### QUOTED PASSAGE ###

Being in the line of fire indicates that you or someone else is placed in the path of something that could cause injury or something more severe. Here are a few questions to ask yourself:

  • Do I recognize if others are in my work area?
  • Do I take the time before every task to check my surroundings and my equipment to determine what the safest position is?
  • Do I consider myself when I think about what could go wrong with my task?
  • Have I eliminated every hazard that I could?
  • How many times a day do I realize I am in the line of fire?
  • Did I use my Human Performance Tools?


It is important to understand what the “line of fire” is and how to avoid being in it to avoid any serious injuries.

  • What is “Line of Fire”
  • Common areas of concern
  • Line of Fire examples
  • Work activities and equipment involving line of fire
  • The basic process of Line of fire.

WHAT IS “LINE OF FIRE”? Line of Fire, which was originally a military term, is now commonly used in industrial safety.

  • Situations where workers put themselves in harm’s way by virtue of thetype of work they are carrying out.
  • Lack of awareness
  • Lack of education
  • Hazards can be hard to recognize and can Cause injury
  • Incapacitate
  • In severe cases, kill the employee or co-workers.
  • Heavy Equipment
  • Machinery
  • Manufacturing
  • Assembly
  • Hand and Power Tools
  • Material Handling
  • Mobile Equipment
  • Dangers presented by the sudden release of tension
  • Gravity
  • Moving machinery
  • Path of travel
  • Flying debris and projectiles

The line separating safety from danger is sometimes quite small. To avoid crossing that line, we must

  1. Always be aware of the hazards around us
  2. Understand the machines and operations in our work areas.
  • Take the time to think about the possible consequences that may result from where we place our bodies or the actions we perform.

###

APPLY WHAT YOU READ:
1. In the line-of-fire safety text, where did the term "line of fire" first come from?
2. Pick up the line-of-fire safety text after its last sentence and keep writing in the same style.

### AVAILABLE DATA ###

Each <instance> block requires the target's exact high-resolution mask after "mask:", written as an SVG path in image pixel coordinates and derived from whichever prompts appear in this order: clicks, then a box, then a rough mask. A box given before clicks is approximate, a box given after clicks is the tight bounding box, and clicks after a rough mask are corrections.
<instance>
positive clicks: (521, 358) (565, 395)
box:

###

ANSWERS TO EACH TASK:
1. It was originally a military term.

2.
When we do this, we can avoid suddenly finding ourselves in the “line of fire”

“what you don’t know can hurt you”

In many years we witnessed a lot of life changing moments which resulted from not taking a few minutes to consider whether we are in the line of fire, or in the safe line of work.

We maybe in our offices doing our daily task and reports, or in our workplaces at mechanical rooms, electrical rooms, pump rooms, storage areas, or doing our daily inspections we cannot deny that there are occasion where we unconsciously place ourselves in the line of fire, perhaps because of certain external and internal factors around us. Mostly of these moments are from our human factor- the error of omission which we fail to perform a procedural step, error of commission which we perform extra steps that are incorrect or performs a step incorrectly or lack of hazard understanding. But what is line of fire in connection with our daily task?


Line of fire is when we place ourselves in danger from heavy equipment, machinery, hand and power tools, material handling, mobile equipment brought about by internal and external distractions (frustrated, tired, in rush), complacency, or lack of hazard understanding.

Line of Fire is the path an object will travel and create a risk of injury.

‘You are in the line of fire when you are at risk of coming into contact with a force that will, or may hurt you’

According to
“Joseph Baldwin a consultant at Baldwin EHS Consultants” Line of fire hazards are one of the most deadliest hazards found in Manufacturing and Construction, second only to Slip, Trips and Fall. Each year hundreds of workers are injured by Line of Fire accidents. Deaths from Line of Fire injuries number into the hundreds.This could be:

Approximately 27% of work place deaths are related to Line of Fire accidents in the United States of America.

Three Mechanism of Injury
Stored energy

–          Contact with Stored energy

Striking Hazard

–          Struck by or Striking against an object

–          Includes falling objects



Crushing Hazards

–          Caught in, on or between an object

Work activities and equipment involving line of fire

  • Lifting/hoisting
  • Moving vehicles/heavy equipment
  • Hand and power tools
  • Moving parts
  • Electrical equipment
  • Objects with roll potential
  • Objects with fall potential
  • Tensioned lines and equipment

Through the years Institution of Safety Engineers (India) as an organization has been promoting safe system of work through information, instruction, training and supervision, with a collaborative effort from every Head of the department.

Being in as a member SMISE, I witnessed in my Company that most of our lost time accidents are more of behavioral aspects, which sprung from our subjective worldview of health and safety. Health and safety is not only HSEQ department responsibility it is everyone’s responsibility.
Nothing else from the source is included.